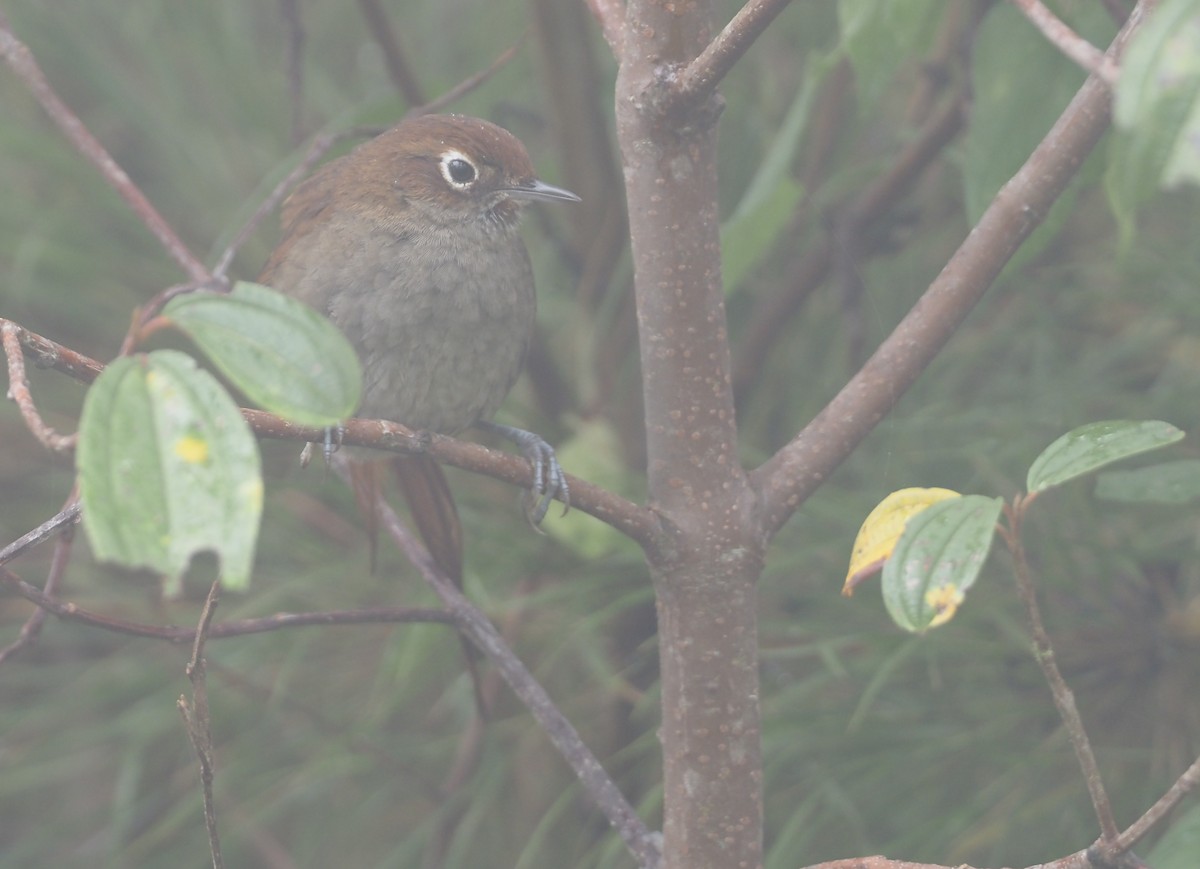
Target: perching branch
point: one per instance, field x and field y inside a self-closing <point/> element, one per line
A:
<point x="221" y="630"/>
<point x="637" y="522"/>
<point x="483" y="634"/>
★ ★ ★
● **Task**
Give back each line above verbatim, dropping every picture.

● **Reply**
Target: perching branch
point: one per instance, field x and field y inside a self-closing <point/> element, one per line
A:
<point x="221" y="630"/>
<point x="637" y="522"/>
<point x="483" y="634"/>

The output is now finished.